SHORT EXERCISE: Please give the items below again with "mulch bed" changed to "seed tray" and everything else left unchanged.

--------

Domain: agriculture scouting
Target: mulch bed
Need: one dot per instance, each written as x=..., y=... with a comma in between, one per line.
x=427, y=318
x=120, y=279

--------

CORRECT RESPONSE:
Domain: agriculture scouting
Target: seed tray
Need: one dot per instance, each written as x=..., y=... with a comma in between, one per line.
x=427, y=318
x=120, y=279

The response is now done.